**LISTING:**

┌──

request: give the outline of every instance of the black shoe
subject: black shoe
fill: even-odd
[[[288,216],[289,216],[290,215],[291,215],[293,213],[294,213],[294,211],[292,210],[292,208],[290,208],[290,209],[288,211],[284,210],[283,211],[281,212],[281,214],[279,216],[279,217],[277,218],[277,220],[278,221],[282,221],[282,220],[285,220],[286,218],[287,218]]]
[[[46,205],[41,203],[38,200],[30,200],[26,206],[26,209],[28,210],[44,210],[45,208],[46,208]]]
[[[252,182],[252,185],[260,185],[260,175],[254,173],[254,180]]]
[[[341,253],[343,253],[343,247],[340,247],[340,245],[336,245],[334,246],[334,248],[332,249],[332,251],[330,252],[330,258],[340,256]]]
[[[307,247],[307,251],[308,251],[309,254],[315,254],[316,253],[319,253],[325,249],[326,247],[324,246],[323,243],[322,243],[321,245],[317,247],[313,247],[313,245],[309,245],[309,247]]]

└──
┌──

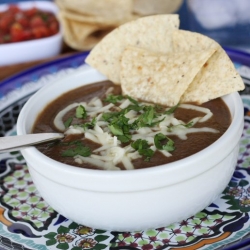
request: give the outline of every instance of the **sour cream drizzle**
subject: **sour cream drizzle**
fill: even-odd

└──

**PROBLEM TO SOLVE:**
Copy out, in full, each line of the material above that contains the word "outline".

**TASK RESULT:**
request: give the outline of every instance of the black shoe
request: give the outline of every instance of the **sour cream drizzle**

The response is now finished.